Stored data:

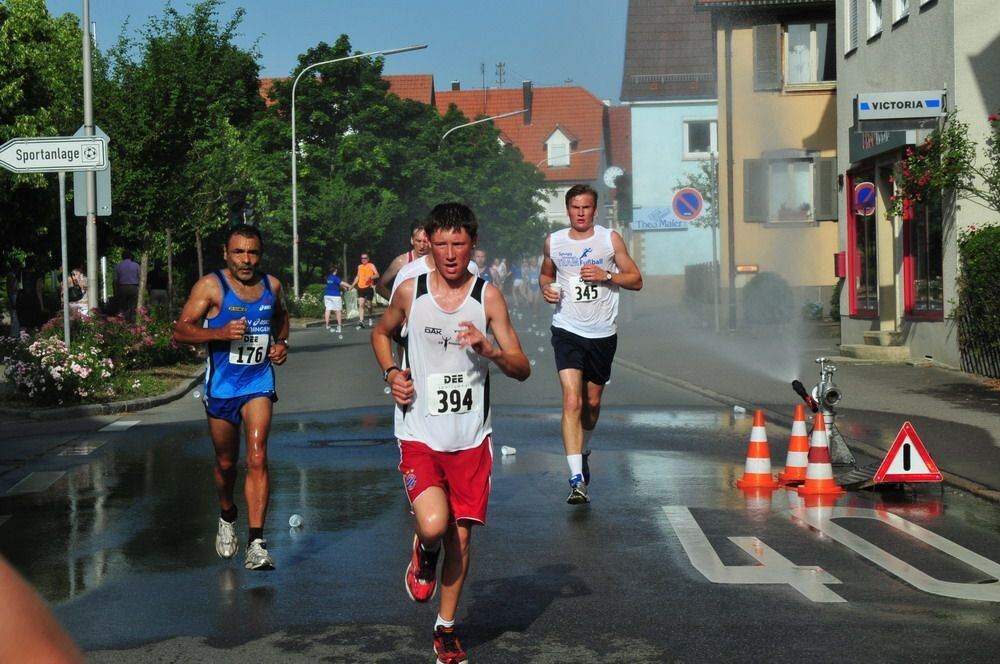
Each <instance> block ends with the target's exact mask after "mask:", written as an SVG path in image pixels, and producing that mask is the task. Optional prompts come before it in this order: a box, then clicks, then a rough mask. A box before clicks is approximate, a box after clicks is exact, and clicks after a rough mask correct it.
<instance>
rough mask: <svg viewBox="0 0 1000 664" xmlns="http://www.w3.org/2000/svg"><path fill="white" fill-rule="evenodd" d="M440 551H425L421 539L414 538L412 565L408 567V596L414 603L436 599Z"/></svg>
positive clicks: (407, 579)
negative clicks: (432, 552)
mask: <svg viewBox="0 0 1000 664" xmlns="http://www.w3.org/2000/svg"><path fill="white" fill-rule="evenodd" d="M440 552H441V550H440V549H438V550H437V551H435V552H434V553H429V552H427V551H424V548H423V547H422V546H420V539H419V538H418V537H417V536H416V535H414V536H413V555H412V556H411V557H410V564H409V565H407V566H406V577H405V579H406V594H407V595H409V596H410V599H412V600H413V601H414V602H426V601H428V600H430V599H431V598H432V597H434V593H435V592H436V591H437V558H438V553H440Z"/></svg>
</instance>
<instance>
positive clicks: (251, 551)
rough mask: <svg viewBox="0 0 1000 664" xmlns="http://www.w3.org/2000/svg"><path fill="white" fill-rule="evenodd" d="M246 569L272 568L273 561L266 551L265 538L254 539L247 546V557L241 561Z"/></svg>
mask: <svg viewBox="0 0 1000 664" xmlns="http://www.w3.org/2000/svg"><path fill="white" fill-rule="evenodd" d="M243 566H244V567H246V568H247V569H254V570H271V569H274V561H273V560H271V556H270V555H268V553H267V540H262V539H255V540H254V541H252V542H250V546H248V547H247V559H246V562H245V563H243Z"/></svg>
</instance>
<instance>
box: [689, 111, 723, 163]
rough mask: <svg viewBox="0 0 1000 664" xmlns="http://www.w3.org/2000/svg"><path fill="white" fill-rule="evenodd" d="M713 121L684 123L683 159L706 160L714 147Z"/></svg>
mask: <svg viewBox="0 0 1000 664" xmlns="http://www.w3.org/2000/svg"><path fill="white" fill-rule="evenodd" d="M715 126H716V125H715V120H685V121H684V158H685V159H708V158H709V155H711V154H712V153H713V152H718V148H717V147H716V131H715Z"/></svg>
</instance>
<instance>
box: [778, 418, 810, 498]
mask: <svg viewBox="0 0 1000 664" xmlns="http://www.w3.org/2000/svg"><path fill="white" fill-rule="evenodd" d="M808 467H809V432H808V431H807V430H806V408H805V406H803V405H802V404H799V405H797V406H796V407H795V416H794V417H793V418H792V439H791V440H790V441H789V442H788V455H787V456H786V457H785V470H784V472H781V473H778V480H779V481H780V482H781V483H782V484H799V483H802V482H804V481H805V479H806V470H807V469H808Z"/></svg>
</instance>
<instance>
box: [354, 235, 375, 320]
mask: <svg viewBox="0 0 1000 664" xmlns="http://www.w3.org/2000/svg"><path fill="white" fill-rule="evenodd" d="M378 276H379V275H378V268H376V267H375V266H374V265H373V264H372V262H371V259H370V258H369V256H368V252H365V253H363V254H361V264H360V265H358V272H357V274H356V275H355V276H354V281H352V282H351V288H357V289H358V329H359V330H361V329H364V327H365V306H366V305H367V306H368V307H371V302H372V299H373V298H374V297H375V282H376V281H378ZM369 314H370V312H369Z"/></svg>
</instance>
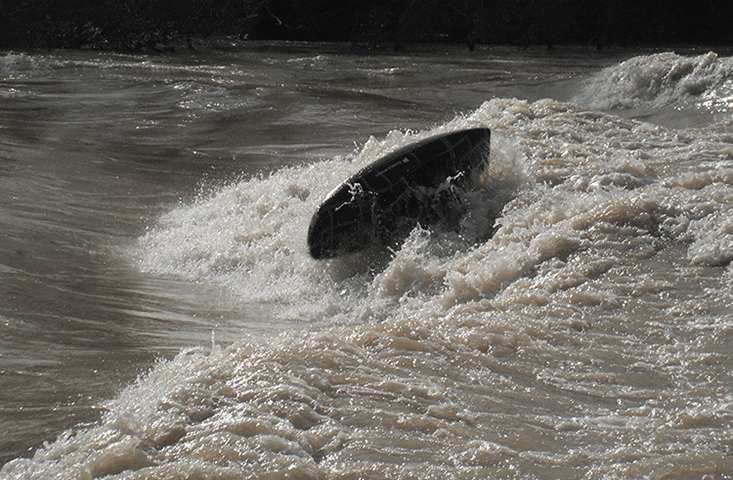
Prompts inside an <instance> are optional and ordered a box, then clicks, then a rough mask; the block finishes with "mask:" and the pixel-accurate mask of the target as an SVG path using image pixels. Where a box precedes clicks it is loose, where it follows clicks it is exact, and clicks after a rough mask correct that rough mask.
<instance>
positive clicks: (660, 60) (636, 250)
mask: <svg viewBox="0 0 733 480" xmlns="http://www.w3.org/2000/svg"><path fill="white" fill-rule="evenodd" d="M472 127H489V128H491V130H492V145H491V147H492V153H491V158H490V167H489V168H488V170H487V171H486V172H485V173H484V175H483V176H482V177H481V179H480V180H479V181H478V182H477V184H476V185H475V186H474V188H473V190H471V191H470V192H469V193H467V194H466V195H465V198H463V202H464V204H465V205H467V206H468V212H467V214H466V215H465V217H464V218H462V219H461V221H460V224H459V227H458V229H457V230H455V231H450V232H446V231H440V230H426V229H422V228H420V227H418V228H416V229H415V230H414V231H413V232H412V233H411V234H410V236H409V237H408V238H407V240H406V241H405V243H404V244H403V245H402V246H401V247H400V248H395V249H390V250H383V251H370V252H367V253H363V254H355V255H352V256H350V257H347V258H342V259H337V260H331V261H314V260H312V259H310V258H309V256H308V254H307V249H306V245H305V236H306V232H307V228H308V223H309V221H310V217H311V215H312V214H313V212H314V211H315V209H316V208H317V206H318V205H319V202H321V201H322V200H323V199H324V198H325V196H326V195H327V194H328V192H330V191H331V190H332V189H333V188H334V187H335V186H337V185H338V184H339V183H340V182H341V181H343V180H344V179H345V178H348V177H349V176H350V175H351V174H352V173H353V172H355V171H356V170H358V169H359V168H361V167H363V166H364V165H366V164H368V163H369V162H371V161H373V160H375V159H377V158H379V157H380V156H382V155H384V154H386V153H388V152H390V151H393V150H394V149H397V148H399V147H401V146H404V145H406V144H408V143H410V142H413V141H415V140H418V139H421V138H424V137H427V136H429V135H432V134H436V133H441V132H448V131H453V130H458V129H462V128H472ZM494 218H496V220H495V222H494ZM731 260H733V58H732V57H728V56H726V55H725V53H724V52H717V53H714V52H709V53H708V52H707V51H704V50H701V51H698V52H686V53H683V54H677V53H669V52H667V53H665V52H662V53H650V52H628V51H627V52H616V53H614V54H599V53H596V52H586V51H582V50H577V51H562V50H561V51H555V52H531V51H523V52H520V51H514V50H510V49H483V50H481V49H477V51H476V52H467V51H460V50H454V51H449V52H446V51H443V50H431V51H417V52H411V53H400V54H383V55H363V54H359V53H355V52H349V51H348V49H346V48H344V47H342V46H336V45H292V44H259V45H257V44H255V45H253V44H245V46H243V47H237V48H235V46H230V47H227V48H223V46H222V45H219V46H218V47H217V46H213V47H212V46H210V47H208V48H207V50H206V51H205V52H203V53H179V54H171V55H168V56H121V55H109V54H99V53H85V52H50V53H49V52H45V53H30V52H29V53H17V52H6V53H4V54H3V56H2V57H0V288H2V290H0V332H2V334H1V336H0V374H1V375H0V389H1V391H2V393H0V400H1V401H2V402H1V404H0V412H2V416H0V455H1V456H2V458H3V459H4V461H5V465H4V466H3V467H2V470H0V477H1V478H8V479H47V478H82V479H84V478H108V479H143V478H221V479H224V478H232V479H239V478H314V479H316V478H334V479H335V478H343V479H346V478H370V479H371V478H400V479H409V478H420V479H426V478H430V479H433V478H434V479H446V478H456V479H469V478H538V479H540V478H548V479H549V478H597V479H601V478H604V479H605V478H619V479H620V478H629V479H631V478H633V479H637V478H649V479H661V478H685V479H688V478H689V479H693V478H694V479H698V478H706V479H713V478H715V479H723V478H730V477H731V472H733V378H732V377H731V371H733V349H732V347H731V345H732V344H733V315H732V314H731V312H732V311H733V267H731V266H730V265H731Z"/></svg>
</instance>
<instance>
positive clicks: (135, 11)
mask: <svg viewBox="0 0 733 480" xmlns="http://www.w3.org/2000/svg"><path fill="white" fill-rule="evenodd" d="M731 18H733V2H731V1H730V0H698V1H696V2H683V1H680V0H676V1H673V0H658V1H655V2H639V1H638V0H604V1H598V0H176V1H175V2H167V1H161V0H2V2H0V48H92V49H102V50H117V51H146V50H156V49H162V48H165V45H166V44H167V43H168V42H172V41H176V40H179V41H180V40H181V39H185V38H194V37H198V38H200V37H209V36H213V35H225V36H232V37H236V38H241V39H257V40H305V41H347V42H352V43H354V44H356V45H360V46H363V47H364V48H368V49H378V48H385V47H386V48H400V47H401V46H405V45H409V44H413V43H425V42H428V43H462V44H465V45H467V46H468V47H469V48H473V46H474V45H476V44H504V45H518V46H529V45H546V46H548V47H552V46H555V45H562V44H574V45H589V46H594V47H597V48H604V47H608V46H615V45H620V46H631V45H650V44H705V45H733V28H730V26H729V22H730V19H731Z"/></svg>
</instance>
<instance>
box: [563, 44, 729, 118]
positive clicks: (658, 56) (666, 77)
mask: <svg viewBox="0 0 733 480" xmlns="http://www.w3.org/2000/svg"><path fill="white" fill-rule="evenodd" d="M731 81H733V59H731V58H728V57H719V56H718V55H717V54H715V53H713V52H709V53H707V54H704V55H698V56H682V55H677V54H674V53H671V52H665V53H659V54H653V55H643V56H638V57H634V58H631V59H629V60H627V61H625V62H623V63H620V64H618V65H614V66H612V67H609V68H607V69H605V70H603V71H602V72H600V73H599V74H598V75H596V76H595V77H594V78H593V79H592V80H591V81H590V83H589V84H588V85H587V86H586V88H585V89H584V90H583V92H581V93H580V94H579V95H578V96H577V97H576V98H575V101H576V102H578V103H580V104H583V105H588V106H590V107H592V108H596V109H603V110H608V109H620V108H635V107H641V106H651V107H655V108H661V107H666V106H670V105H682V103H683V102H685V101H688V100H692V101H693V102H694V103H697V104H699V105H700V106H703V107H705V108H707V109H710V111H722V110H727V109H729V108H730V107H731V104H730V99H729V97H730V85H731Z"/></svg>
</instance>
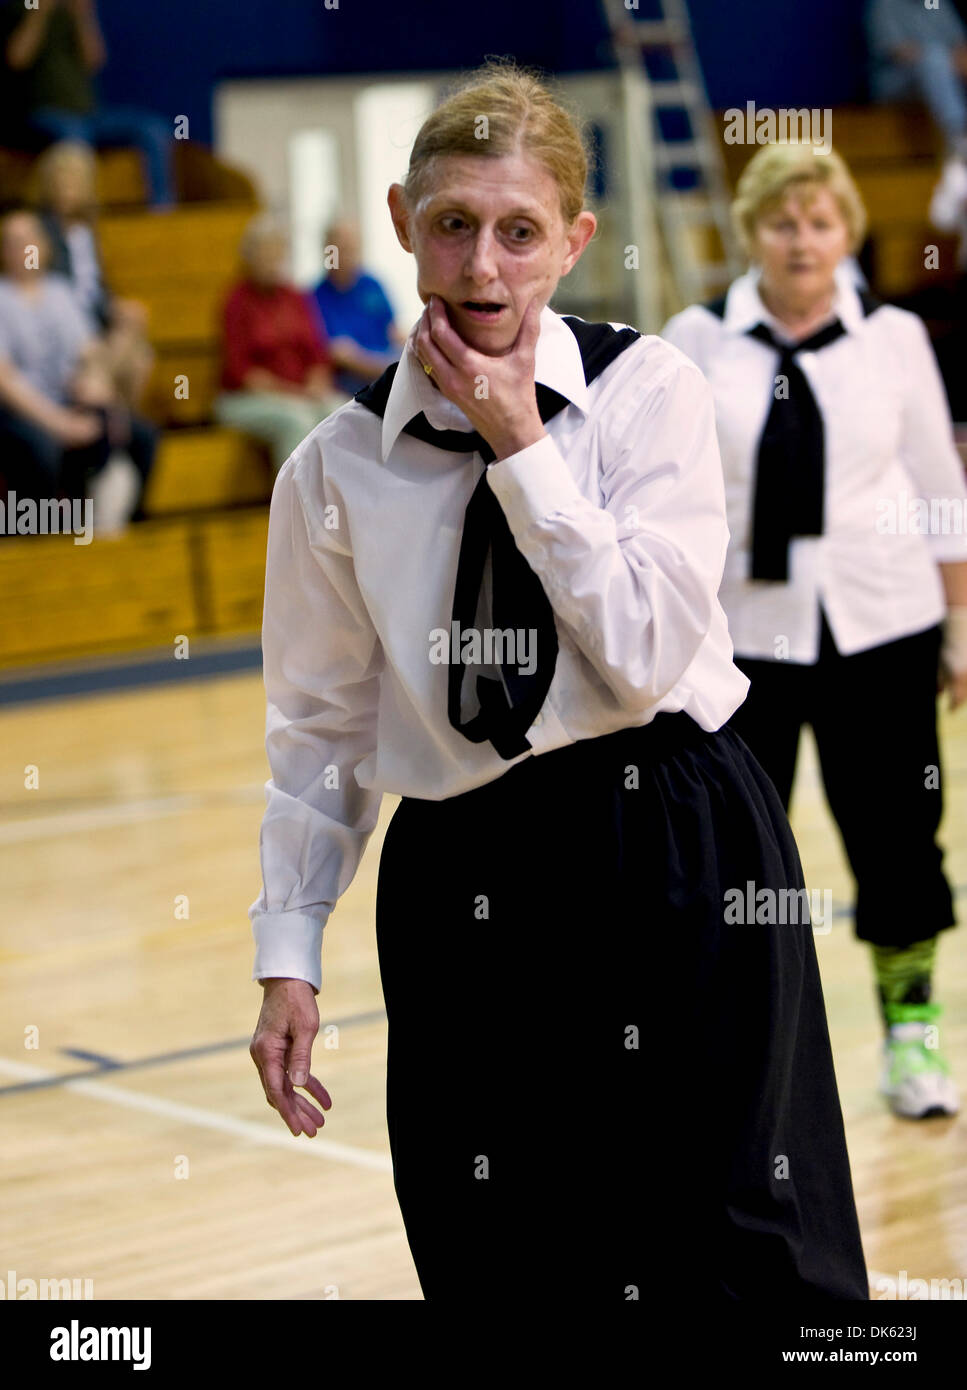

▸ EXERCISE DETAILS: Rewrite the data from its start through the line containing "positive clicks: (407, 579)", inclusive, replacing every "clicks" with "taps" and leaving everything else unchanged. Leave the pictures out.

▸ THE COMPLETED TASK:
Each <instance> block ends with the target's exact mask after "mask:", written as an SVG path in image pixels, and producing that mask is the task. Optional prompts come before it in this order: a box, then taps, then a rough mask. A box before taps is approximate, a box after taps is exact, and taps after a rough mask correct it.
<instance>
rough mask: <svg viewBox="0 0 1000 664" xmlns="http://www.w3.org/2000/svg"><path fill="white" fill-rule="evenodd" d="M440 551H425L421 539L414 538L412 565L408 567V596L414 603L436 599Z"/></svg>
positive taps: (407, 579)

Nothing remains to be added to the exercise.